[Saved entries]
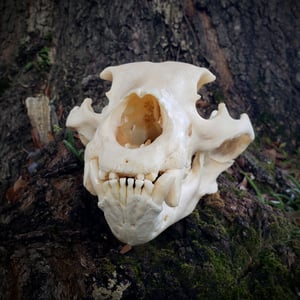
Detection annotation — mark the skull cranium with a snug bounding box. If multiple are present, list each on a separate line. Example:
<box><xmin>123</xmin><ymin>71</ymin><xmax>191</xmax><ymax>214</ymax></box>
<box><xmin>66</xmin><ymin>61</ymin><xmax>254</xmax><ymax>245</ymax></box>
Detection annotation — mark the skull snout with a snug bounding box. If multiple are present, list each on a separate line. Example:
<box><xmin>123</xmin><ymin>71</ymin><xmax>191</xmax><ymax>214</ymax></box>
<box><xmin>116</xmin><ymin>93</ymin><xmax>163</xmax><ymax>149</ymax></box>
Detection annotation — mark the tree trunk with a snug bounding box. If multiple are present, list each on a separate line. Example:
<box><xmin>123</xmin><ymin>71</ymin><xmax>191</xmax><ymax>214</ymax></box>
<box><xmin>0</xmin><ymin>0</ymin><xmax>299</xmax><ymax>299</ymax></box>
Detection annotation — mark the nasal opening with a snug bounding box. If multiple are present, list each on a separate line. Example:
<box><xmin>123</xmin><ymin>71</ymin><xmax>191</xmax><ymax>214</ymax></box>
<box><xmin>116</xmin><ymin>93</ymin><xmax>163</xmax><ymax>148</ymax></box>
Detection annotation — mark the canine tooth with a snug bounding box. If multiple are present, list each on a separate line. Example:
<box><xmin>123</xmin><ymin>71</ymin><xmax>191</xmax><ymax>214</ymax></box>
<box><xmin>83</xmin><ymin>161</ymin><xmax>90</xmax><ymax>191</ymax></box>
<box><xmin>84</xmin><ymin>159</ymin><xmax>99</xmax><ymax>196</ymax></box>
<box><xmin>89</xmin><ymin>159</ymin><xmax>100</xmax><ymax>184</ymax></box>
<box><xmin>165</xmin><ymin>170</ymin><xmax>183</xmax><ymax>207</ymax></box>
<box><xmin>119</xmin><ymin>178</ymin><xmax>127</xmax><ymax>206</ymax></box>
<box><xmin>145</xmin><ymin>172</ymin><xmax>158</xmax><ymax>182</ymax></box>
<box><xmin>135</xmin><ymin>179</ymin><xmax>143</xmax><ymax>195</ymax></box>
<box><xmin>99</xmin><ymin>169</ymin><xmax>108</xmax><ymax>180</ymax></box>
<box><xmin>152</xmin><ymin>171</ymin><xmax>174</xmax><ymax>205</ymax></box>
<box><xmin>109</xmin><ymin>172</ymin><xmax>118</xmax><ymax>180</ymax></box>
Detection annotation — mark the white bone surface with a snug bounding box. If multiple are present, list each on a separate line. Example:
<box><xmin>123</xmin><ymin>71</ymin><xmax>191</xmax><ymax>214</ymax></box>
<box><xmin>66</xmin><ymin>61</ymin><xmax>254</xmax><ymax>245</ymax></box>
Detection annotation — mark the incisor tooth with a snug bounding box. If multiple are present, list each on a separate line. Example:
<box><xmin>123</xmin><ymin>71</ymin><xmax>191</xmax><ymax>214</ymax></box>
<box><xmin>136</xmin><ymin>173</ymin><xmax>145</xmax><ymax>180</ymax></box>
<box><xmin>109</xmin><ymin>179</ymin><xmax>120</xmax><ymax>199</ymax></box>
<box><xmin>127</xmin><ymin>178</ymin><xmax>134</xmax><ymax>196</ymax></box>
<box><xmin>135</xmin><ymin>179</ymin><xmax>143</xmax><ymax>195</ymax></box>
<box><xmin>119</xmin><ymin>178</ymin><xmax>127</xmax><ymax>206</ymax></box>
<box><xmin>143</xmin><ymin>179</ymin><xmax>154</xmax><ymax>196</ymax></box>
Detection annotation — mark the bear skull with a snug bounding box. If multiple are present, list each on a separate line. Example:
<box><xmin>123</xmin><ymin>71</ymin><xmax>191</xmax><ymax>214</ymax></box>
<box><xmin>66</xmin><ymin>61</ymin><xmax>254</xmax><ymax>246</ymax></box>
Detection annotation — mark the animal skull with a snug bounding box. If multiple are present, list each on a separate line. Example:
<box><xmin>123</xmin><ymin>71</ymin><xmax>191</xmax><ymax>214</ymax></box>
<box><xmin>66</xmin><ymin>61</ymin><xmax>254</xmax><ymax>246</ymax></box>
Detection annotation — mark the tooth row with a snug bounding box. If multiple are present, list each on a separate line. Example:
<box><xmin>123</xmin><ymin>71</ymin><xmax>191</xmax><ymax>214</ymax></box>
<box><xmin>98</xmin><ymin>171</ymin><xmax>158</xmax><ymax>182</ymax></box>
<box><xmin>104</xmin><ymin>178</ymin><xmax>154</xmax><ymax>205</ymax></box>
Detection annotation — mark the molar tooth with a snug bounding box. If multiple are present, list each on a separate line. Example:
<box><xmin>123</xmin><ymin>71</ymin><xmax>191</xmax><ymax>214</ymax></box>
<box><xmin>145</xmin><ymin>172</ymin><xmax>158</xmax><ymax>182</ymax></box>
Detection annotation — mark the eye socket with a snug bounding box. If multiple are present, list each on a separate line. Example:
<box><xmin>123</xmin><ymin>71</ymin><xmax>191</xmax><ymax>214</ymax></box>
<box><xmin>116</xmin><ymin>94</ymin><xmax>163</xmax><ymax>148</ymax></box>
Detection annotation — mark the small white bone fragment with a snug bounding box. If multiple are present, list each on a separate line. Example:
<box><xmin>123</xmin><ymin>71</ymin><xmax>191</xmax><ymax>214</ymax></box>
<box><xmin>66</xmin><ymin>61</ymin><xmax>254</xmax><ymax>246</ymax></box>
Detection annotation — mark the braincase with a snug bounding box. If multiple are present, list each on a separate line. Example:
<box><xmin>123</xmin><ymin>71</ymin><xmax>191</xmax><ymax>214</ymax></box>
<box><xmin>100</xmin><ymin>62</ymin><xmax>216</xmax><ymax>107</ymax></box>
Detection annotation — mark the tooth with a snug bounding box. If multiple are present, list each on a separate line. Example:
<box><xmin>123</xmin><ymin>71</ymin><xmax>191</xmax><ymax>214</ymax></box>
<box><xmin>103</xmin><ymin>181</ymin><xmax>111</xmax><ymax>197</ymax></box>
<box><xmin>136</xmin><ymin>173</ymin><xmax>144</xmax><ymax>180</ymax></box>
<box><xmin>135</xmin><ymin>179</ymin><xmax>143</xmax><ymax>195</ymax></box>
<box><xmin>125</xmin><ymin>143</ymin><xmax>135</xmax><ymax>149</ymax></box>
<box><xmin>119</xmin><ymin>178</ymin><xmax>127</xmax><ymax>206</ymax></box>
<box><xmin>165</xmin><ymin>170</ymin><xmax>183</xmax><ymax>207</ymax></box>
<box><xmin>152</xmin><ymin>172</ymin><xmax>173</xmax><ymax>205</ymax></box>
<box><xmin>144</xmin><ymin>139</ymin><xmax>151</xmax><ymax>146</ymax></box>
<box><xmin>109</xmin><ymin>179</ymin><xmax>120</xmax><ymax>200</ymax></box>
<box><xmin>151</xmin><ymin>170</ymin><xmax>182</xmax><ymax>206</ymax></box>
<box><xmin>83</xmin><ymin>161</ymin><xmax>90</xmax><ymax>190</ymax></box>
<box><xmin>109</xmin><ymin>172</ymin><xmax>118</xmax><ymax>180</ymax></box>
<box><xmin>84</xmin><ymin>159</ymin><xmax>99</xmax><ymax>196</ymax></box>
<box><xmin>143</xmin><ymin>179</ymin><xmax>154</xmax><ymax>196</ymax></box>
<box><xmin>99</xmin><ymin>169</ymin><xmax>108</xmax><ymax>180</ymax></box>
<box><xmin>89</xmin><ymin>159</ymin><xmax>100</xmax><ymax>184</ymax></box>
<box><xmin>145</xmin><ymin>172</ymin><xmax>158</xmax><ymax>182</ymax></box>
<box><xmin>127</xmin><ymin>178</ymin><xmax>134</xmax><ymax>196</ymax></box>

◆ **Task item**
Verbatim output of every entry above is required, though pictures are to be left out.

◆ **Response for this exercise**
Detection annotation — mark the skull cranium with a snug bounding box. If multiple are present, list each on a separate line. Example:
<box><xmin>123</xmin><ymin>71</ymin><xmax>191</xmax><ymax>214</ymax></box>
<box><xmin>66</xmin><ymin>61</ymin><xmax>254</xmax><ymax>245</ymax></box>
Detection annotation — mark the skull snout with a snug bounding box. If multiple are present, list each on a separate line. Example:
<box><xmin>123</xmin><ymin>71</ymin><xmax>191</xmax><ymax>214</ymax></box>
<box><xmin>116</xmin><ymin>93</ymin><xmax>163</xmax><ymax>149</ymax></box>
Detection annotation — mark the tree trunk with a snug bounding box. If multiple are present, list each on a separate line. Example:
<box><xmin>123</xmin><ymin>71</ymin><xmax>191</xmax><ymax>214</ymax></box>
<box><xmin>0</xmin><ymin>0</ymin><xmax>299</xmax><ymax>299</ymax></box>
Detection annotation — mark the nasal opening with a snug bounding box. If multiple are present, list each on a separate line. Example:
<box><xmin>123</xmin><ymin>71</ymin><xmax>191</xmax><ymax>214</ymax></box>
<box><xmin>116</xmin><ymin>93</ymin><xmax>163</xmax><ymax>148</ymax></box>
Detection annotation — mark the canine tooth with a snug bounding box. If multiple are present, list each on a separate line. Example:
<box><xmin>123</xmin><ymin>71</ymin><xmax>191</xmax><ymax>214</ymax></box>
<box><xmin>83</xmin><ymin>161</ymin><xmax>90</xmax><ymax>191</ymax></box>
<box><xmin>84</xmin><ymin>159</ymin><xmax>99</xmax><ymax>196</ymax></box>
<box><xmin>89</xmin><ymin>159</ymin><xmax>100</xmax><ymax>184</ymax></box>
<box><xmin>165</xmin><ymin>170</ymin><xmax>183</xmax><ymax>207</ymax></box>
<box><xmin>119</xmin><ymin>178</ymin><xmax>127</xmax><ymax>206</ymax></box>
<box><xmin>145</xmin><ymin>172</ymin><xmax>158</xmax><ymax>182</ymax></box>
<box><xmin>135</xmin><ymin>179</ymin><xmax>143</xmax><ymax>195</ymax></box>
<box><xmin>99</xmin><ymin>169</ymin><xmax>108</xmax><ymax>180</ymax></box>
<box><xmin>152</xmin><ymin>171</ymin><xmax>174</xmax><ymax>205</ymax></box>
<box><xmin>109</xmin><ymin>172</ymin><xmax>118</xmax><ymax>180</ymax></box>
Detection annotation — mark the white bone surface with a snug bounding box. If multiple are present, list each on a separate line. Example:
<box><xmin>123</xmin><ymin>71</ymin><xmax>191</xmax><ymax>214</ymax></box>
<box><xmin>66</xmin><ymin>61</ymin><xmax>254</xmax><ymax>245</ymax></box>
Detection annotation — mark the incisor tooth with a snug bounding box. If multiple are present, list each on a separate line. Example:
<box><xmin>123</xmin><ymin>71</ymin><xmax>191</xmax><ymax>214</ymax></box>
<box><xmin>136</xmin><ymin>173</ymin><xmax>145</xmax><ymax>180</ymax></box>
<box><xmin>109</xmin><ymin>179</ymin><xmax>120</xmax><ymax>199</ymax></box>
<box><xmin>127</xmin><ymin>178</ymin><xmax>134</xmax><ymax>196</ymax></box>
<box><xmin>135</xmin><ymin>179</ymin><xmax>143</xmax><ymax>195</ymax></box>
<box><xmin>119</xmin><ymin>178</ymin><xmax>127</xmax><ymax>206</ymax></box>
<box><xmin>143</xmin><ymin>179</ymin><xmax>154</xmax><ymax>196</ymax></box>
Detection annotation — mark the bear skull with a snug bounding box. If multiple are present, list each on a separate line. Example:
<box><xmin>123</xmin><ymin>71</ymin><xmax>191</xmax><ymax>214</ymax></box>
<box><xmin>66</xmin><ymin>61</ymin><xmax>254</xmax><ymax>246</ymax></box>
Detection annotation — mark the animal skull with a snug bounding box. If multiple are present, list each on a separate line. Example:
<box><xmin>123</xmin><ymin>71</ymin><xmax>191</xmax><ymax>214</ymax></box>
<box><xmin>66</xmin><ymin>61</ymin><xmax>254</xmax><ymax>246</ymax></box>
Detection annotation — mark the tooth row with a snug bounding box. If multiple are present, list each on a separate line. Example:
<box><xmin>123</xmin><ymin>71</ymin><xmax>191</xmax><ymax>214</ymax></box>
<box><xmin>98</xmin><ymin>171</ymin><xmax>158</xmax><ymax>182</ymax></box>
<box><xmin>104</xmin><ymin>178</ymin><xmax>154</xmax><ymax>205</ymax></box>
Detection annotation — mark the molar tooth with a snug bounding box. If multiple are present, list each on a separate line. Example:
<box><xmin>123</xmin><ymin>71</ymin><xmax>191</xmax><ymax>214</ymax></box>
<box><xmin>145</xmin><ymin>172</ymin><xmax>158</xmax><ymax>182</ymax></box>
Detection annotation — mark the eye socket with a snug bounding box. If multiple are present, list each on a separate line. Example:
<box><xmin>123</xmin><ymin>71</ymin><xmax>191</xmax><ymax>214</ymax></box>
<box><xmin>116</xmin><ymin>94</ymin><xmax>163</xmax><ymax>148</ymax></box>
Detection annotation — mark the small white bone fragment with a snug bounding box. If multiple are present, list each on a separate line. Example:
<box><xmin>123</xmin><ymin>71</ymin><xmax>191</xmax><ymax>214</ymax></box>
<box><xmin>66</xmin><ymin>61</ymin><xmax>254</xmax><ymax>246</ymax></box>
Detection annotation — mark the braincase with a snug bounding box. If multiple are present, list each on a separate line. Example:
<box><xmin>123</xmin><ymin>71</ymin><xmax>191</xmax><ymax>214</ymax></box>
<box><xmin>100</xmin><ymin>62</ymin><xmax>216</xmax><ymax>107</ymax></box>
Detection annotation — mark the tooth with a snug bounding box. If multiple are present, list each on a separate line. Example:
<box><xmin>123</xmin><ymin>71</ymin><xmax>191</xmax><ymax>214</ymax></box>
<box><xmin>103</xmin><ymin>181</ymin><xmax>111</xmax><ymax>197</ymax></box>
<box><xmin>136</xmin><ymin>173</ymin><xmax>144</xmax><ymax>180</ymax></box>
<box><xmin>135</xmin><ymin>179</ymin><xmax>143</xmax><ymax>195</ymax></box>
<box><xmin>125</xmin><ymin>143</ymin><xmax>135</xmax><ymax>149</ymax></box>
<box><xmin>119</xmin><ymin>178</ymin><xmax>127</xmax><ymax>206</ymax></box>
<box><xmin>165</xmin><ymin>170</ymin><xmax>183</xmax><ymax>207</ymax></box>
<box><xmin>152</xmin><ymin>172</ymin><xmax>173</xmax><ymax>205</ymax></box>
<box><xmin>144</xmin><ymin>139</ymin><xmax>151</xmax><ymax>146</ymax></box>
<box><xmin>109</xmin><ymin>179</ymin><xmax>120</xmax><ymax>200</ymax></box>
<box><xmin>151</xmin><ymin>170</ymin><xmax>182</xmax><ymax>206</ymax></box>
<box><xmin>83</xmin><ymin>161</ymin><xmax>90</xmax><ymax>190</ymax></box>
<box><xmin>109</xmin><ymin>172</ymin><xmax>118</xmax><ymax>180</ymax></box>
<box><xmin>84</xmin><ymin>159</ymin><xmax>99</xmax><ymax>196</ymax></box>
<box><xmin>143</xmin><ymin>179</ymin><xmax>154</xmax><ymax>196</ymax></box>
<box><xmin>99</xmin><ymin>169</ymin><xmax>108</xmax><ymax>180</ymax></box>
<box><xmin>89</xmin><ymin>159</ymin><xmax>100</xmax><ymax>184</ymax></box>
<box><xmin>145</xmin><ymin>172</ymin><xmax>158</xmax><ymax>182</ymax></box>
<box><xmin>127</xmin><ymin>178</ymin><xmax>134</xmax><ymax>196</ymax></box>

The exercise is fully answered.